所以考虑先建立好新结点再处理新结点的random指针
所以一开始建立新结点时其random指针无用,可以利用它存储信息——建立指向关系
让newnode的random存储对应oldnode的random,oldndoe的random用来存储oldnode对应的newnode
这样,处理newnode的random时,根据newnode的random找到oldnode的random,再由这个oldnode的random找到其对应的newnode,完成链接,同时基于newnode的random改回oldnode的random,保持原始链表的不变性
上述思路行不通,原因是random可能多次指向同一结点,第一次random指向a时正确,并修改回了原链表。第二个random指向a时由于第一个random时已经改回,故无法再成功指向
思路二:
新建立的新结点不要另外存放在一条新链上,而是间隔保持在原链上。这样指针之间的指向关系仍可保持。

■ **问题与任务**:
**A)** 请照录原文中以含“所以考虑先建立好新结点再处理新结点的random指针”的字句开头、以“指针之间的指向关系仍可保持。”结尾的部分。
**B)** 原文最初提出借用random指针存储新旧结点对应关系的思路,请说明该思路为何行不通。
所附材料与原文内容并无关联。

■ **数据集**:
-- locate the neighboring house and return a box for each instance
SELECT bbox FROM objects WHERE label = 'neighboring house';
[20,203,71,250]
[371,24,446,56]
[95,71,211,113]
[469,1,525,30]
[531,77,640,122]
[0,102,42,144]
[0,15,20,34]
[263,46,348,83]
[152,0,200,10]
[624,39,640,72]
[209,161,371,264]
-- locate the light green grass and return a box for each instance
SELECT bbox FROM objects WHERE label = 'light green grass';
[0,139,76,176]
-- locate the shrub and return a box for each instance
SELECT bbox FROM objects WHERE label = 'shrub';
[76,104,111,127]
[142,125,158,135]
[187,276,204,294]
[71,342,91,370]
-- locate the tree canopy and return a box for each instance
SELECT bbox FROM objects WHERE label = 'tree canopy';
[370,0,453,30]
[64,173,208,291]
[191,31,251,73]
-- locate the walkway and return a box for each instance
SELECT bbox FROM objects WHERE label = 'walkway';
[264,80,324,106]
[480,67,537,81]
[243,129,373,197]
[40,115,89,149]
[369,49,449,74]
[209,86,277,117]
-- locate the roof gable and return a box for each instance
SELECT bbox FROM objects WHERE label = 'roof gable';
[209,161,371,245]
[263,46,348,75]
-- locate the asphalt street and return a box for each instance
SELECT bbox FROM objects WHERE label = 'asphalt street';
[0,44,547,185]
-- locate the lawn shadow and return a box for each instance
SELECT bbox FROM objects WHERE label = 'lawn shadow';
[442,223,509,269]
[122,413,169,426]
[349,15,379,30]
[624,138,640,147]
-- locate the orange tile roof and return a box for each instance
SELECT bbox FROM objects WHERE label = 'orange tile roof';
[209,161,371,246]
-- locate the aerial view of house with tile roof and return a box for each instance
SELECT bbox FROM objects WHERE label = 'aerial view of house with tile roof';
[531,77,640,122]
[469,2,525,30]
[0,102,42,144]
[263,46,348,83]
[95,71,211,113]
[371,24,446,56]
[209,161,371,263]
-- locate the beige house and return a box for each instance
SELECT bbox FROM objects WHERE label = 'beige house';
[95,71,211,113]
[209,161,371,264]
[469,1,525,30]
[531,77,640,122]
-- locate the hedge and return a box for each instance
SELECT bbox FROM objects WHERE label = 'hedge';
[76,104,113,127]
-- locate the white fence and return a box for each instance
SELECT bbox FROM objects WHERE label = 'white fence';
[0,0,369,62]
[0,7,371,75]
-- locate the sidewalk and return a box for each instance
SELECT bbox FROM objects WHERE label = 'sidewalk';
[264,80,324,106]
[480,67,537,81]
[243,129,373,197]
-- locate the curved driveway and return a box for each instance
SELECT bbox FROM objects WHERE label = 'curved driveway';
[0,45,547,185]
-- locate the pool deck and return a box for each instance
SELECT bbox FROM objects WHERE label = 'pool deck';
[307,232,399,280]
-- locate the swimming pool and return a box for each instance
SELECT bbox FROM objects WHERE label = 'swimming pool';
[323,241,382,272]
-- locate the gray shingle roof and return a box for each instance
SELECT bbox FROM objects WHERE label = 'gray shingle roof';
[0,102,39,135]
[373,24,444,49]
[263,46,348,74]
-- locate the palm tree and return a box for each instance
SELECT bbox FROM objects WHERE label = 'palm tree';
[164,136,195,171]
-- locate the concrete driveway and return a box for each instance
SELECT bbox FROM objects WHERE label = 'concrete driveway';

■ **参考答案**:
**A)**
所以考虑先建立好新结点再处理新结点的random指针
所以一开始建立新结点时其random指针无用,可以利用它存储信息——建立指向关系
让newnode的random存储对应oldnode的random,oldndoe的random用来存储oldnode对应的newnode
这样,处理newnode的random时,根据newnode的random找到oldnode的random,再由这个oldnode的random找到其对应的newnode,完成链接,同时基于newnode的random改回oldnode的random,保持原始链表的不变性
上述思路行不通,原因是random可能多次指向同一结点,第一次random指向a时正确,并修改回了原链表。第二个random指向a时由于第一个random时已经改回,故无法再成功指向
思路二:
新建立的新结点不要另外存放在一条新链上,而是间隔保持在原链上。这样指针之间的指向关系仍可保持。

**B)** 因为random可能多次指向同一结点。第一次random指向a时能正确链接,并随即改回了原链表;第二个random再指向a时,由于已经改回,故无法再成功指向。